_WHAT THE TASK REQUIRES_
Answer these about the thread below on throttling database writes from a Pig job:
1. Which database does the reply suggesting bulk insert say its writers use?
2. Through what does that reply's team point the bulk insert at HDFS?
3. What statement does it give for making Pig run with 29 reducers?

_TEXT SEGMENT_
═══

Thanks for your explanation Alex.
In some cases, there isn't even a reduce phase. For example, we have some
raw data, after our custom LOAD function and some filter function, it
directly goes into DB. And since we don't have control on number of mappers,
we end up with too many DB writers. That's why I had to add that artificial
reduce phase I mentioned earlier so that we can throttle it down.
We could also do what someone else suggested - add a post process step that
writes output to HDFS and load DB from that. But there are other
considerations that we'd like not to do that if we don't have to.
On Thu, Mar 17, 2011 at 2:16 PM, Alex Rovner <[EMAIL PROTECTED]> wrote:
> You can control the amount of reducers by adding the following in your pig
> SET default_parallel 29;
> Pig will run with 29 reducers with the above statement.
> As far as the bulk insert goes:
> We are using MS-SQL as our database, but MySQL would be able to handle the
> bulk insert the same way.
> Essentially we are directing the output of the job into a temporary folder
> in order to know the output of this particular run. If you set the amount of
> reducers to 29, you will have 29 files in the temp folder after the job
> completes. You can then run a bulk insert SQL command on each of the
> resulting files with pointing to HDFS either through FUSE(The way we do it)
> or you can copy the resulting files to a samba share or NFS and point the
> SQL server to that location.
> In order to bulk insert you would have to either A. Do this in a post
> processing script or write your own storage func that takes care of this.
> Storage func is tricky since you will need to implement your own
> outputcommiter (See https://issues.apache.org/jira/browse/PIG-1891)
> Let me know if you have further questions.
> On Thu, Mar 17, 2011 at 5:00 PM, Dexin Wang <[EMAIL PROTECTED]> wrote:
>> Can you describe a bit more about your bulk insert technique? And the way
>> you control the number of reducers is also by adding artificial ORDER or
>> GROUP step?
>> On Thu, Mar 17, 2011 at 1:33 PM, Alex Rovner <[EMAIL PROTECTED]>wrote:
>>> We use bulk insert technique after the job completes. You can control the
>>> amount of each bulk insert by controlling the amount of reducers.
>>> Sent from my iPhone
>>> On Mar 17, 2011, at 2:03 PM, Dexin Wang <[EMAIL PROTECTED]> wrote:
>>> > We do some processing in hadoop then as the last step, we write the
>>> > to database. Database is not good at handling hundreds of concurrent
>>> > connections and fast writes. So we need to throttle down the number of
>>> > that writes to DB. Since we have no control on the number of mappers,
>>> we add
>>> > an artificial reducer step to achieve that, either by doing GROUP or
>>> > like this:
>>> > sorted_data = ORDER data BY f1 PARALLEL 10;
>>> > -- then write sorted_data to DB
>>> > or
>>> > grouped_data = GROUP data BY f1 PARALLEL 10;
>>> > data_to_write = FOREACH grouped_data GENERATE $1;
>>> > I feel neither is good approach. They just add unnecessary computing
>>> > especially the first one. And GROUP may result in too large of bags
>>> > Any better suggestions?

═══

_COLLECTED DATA_

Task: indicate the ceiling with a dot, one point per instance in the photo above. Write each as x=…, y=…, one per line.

═══

_FINAL ANSWER_
1. MS-SQL
2. FUSE
3. SET default_parallel 29;